> [Document excerpt]

= Beginning of Section =

Online teaching gave space and time to everyone who wanted to learn. Excellent and introverted studentsAir Timethe teacher could devote himself to all the students to the extent they wished. Assessment was also far more realistic than in classical classes, since I individualized the tasks and instead of the final tests, I organized a series of activities that were done weekly, about which a weekly report was made in the e-Diary and in the e-Portfolio of students.
The negative effects of procrastination are minimized by strictly established deadlines for submission of completed works. In this regard, I have to mention an interesting example: on one occasion, a student submitted a paper 5 or 6 minutes after the deadline, in the meantime until I "locked" the task, ie. disabled the submission of work (I decided to close the possibility of submission manually precisely because of these short delays). I did not evaluate the work because it was late, expecting a reaction from the students, with a story that the internet was slow or something similar - which I would certainly appreciate, but that reaction was absent; the student accepted that she was late (the time for completing the assignment was seven days), she realized that the deadlines in distance learning are exact, not like in real classes. I remember this situation as one of the most positive and dearest during the three months of distance learning - and she was not the only one.
There was no time and, frankly, no energy to act more educatively in order to raise awareness of ethical and moral standards and norms within the learning community, which should have been insisted on immediately in the first week and include parents in the process (parents had their own site). Applied ethics is my favorite topic, especially in business economics and entrepreneurship. In the field of creating positive social capital of the group, ie awareness of the common good of the learning community, there is a lot of room for improvement, and I will certainly work on it systematically and within my online teaching system, regardless of disruptive action of Paradox and other exogenous factors from social macroenvironment, on the one hand, and learning microenvironment, on the other.
Distance learning is a legacy of civilization; it has given everyone the opportunity to be educated better and faster and more sustainable and enterprising, and it can never be a stumbling block in the process of educating students in the 21st century. Three months of distance learning in very specific pandemic conditions have shown that distance learning is so dominant in relation to traditional real classroom teaching that all arguments in favor of a real classroom are meaningless, if at all. To understand this, we must first become aware of the Paradox, face the real problem, and then build the capacity to solve it.

= End of Section =

> [Record set]
= Beginning of Section =

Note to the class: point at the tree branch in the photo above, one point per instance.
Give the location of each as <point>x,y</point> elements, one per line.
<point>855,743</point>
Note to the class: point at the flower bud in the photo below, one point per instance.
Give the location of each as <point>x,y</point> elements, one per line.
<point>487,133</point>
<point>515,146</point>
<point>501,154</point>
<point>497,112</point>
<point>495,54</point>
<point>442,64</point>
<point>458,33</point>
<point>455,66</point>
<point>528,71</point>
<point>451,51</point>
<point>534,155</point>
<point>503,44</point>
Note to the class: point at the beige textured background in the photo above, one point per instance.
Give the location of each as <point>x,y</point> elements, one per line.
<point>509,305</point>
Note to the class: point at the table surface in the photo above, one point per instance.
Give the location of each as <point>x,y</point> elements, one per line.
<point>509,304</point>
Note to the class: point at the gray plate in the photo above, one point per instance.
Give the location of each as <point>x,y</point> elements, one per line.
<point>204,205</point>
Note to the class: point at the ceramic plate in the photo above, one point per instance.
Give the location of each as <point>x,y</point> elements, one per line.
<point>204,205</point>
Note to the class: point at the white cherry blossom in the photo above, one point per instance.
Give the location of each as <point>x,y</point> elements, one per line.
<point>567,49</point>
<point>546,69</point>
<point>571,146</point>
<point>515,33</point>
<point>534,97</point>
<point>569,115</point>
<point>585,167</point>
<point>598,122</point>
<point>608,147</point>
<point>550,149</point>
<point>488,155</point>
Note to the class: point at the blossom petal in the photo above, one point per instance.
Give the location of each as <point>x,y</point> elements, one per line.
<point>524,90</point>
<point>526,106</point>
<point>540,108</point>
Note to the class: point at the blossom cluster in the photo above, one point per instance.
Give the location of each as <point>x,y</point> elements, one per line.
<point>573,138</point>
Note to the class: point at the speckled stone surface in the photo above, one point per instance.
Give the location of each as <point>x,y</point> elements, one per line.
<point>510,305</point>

= End of Section =

> [Check your understanding]
1. In the distance learning text, how much time did the student who submitted her paper late have to complete the assignment?
2. Repeat the part of the distance learning text starting with "There was no" and going on through "on the other.".
Answer from the text alone.

> [Answer list]
1. Seven days.

2.
There was no time and, frankly, no energy to act more educatively in order to raise awareness of ethical and moral standards and norms within the learning community, which should have been insisted on immediately in the first week and include parents in the process (parents had their own site). Applied ethics is my favorite topic, especially in business economics and entrepreneurship. In the field of creating positive social capital of the group, ie awareness of the common good of the learning community, there is a lot of room for improvement, and I will certainly work on it systematically and within my online teaching system, regardless of disruptive action of Paradox and other exogenous factors from social macroenvironment, on the one hand, and learning microenvironment, on the other.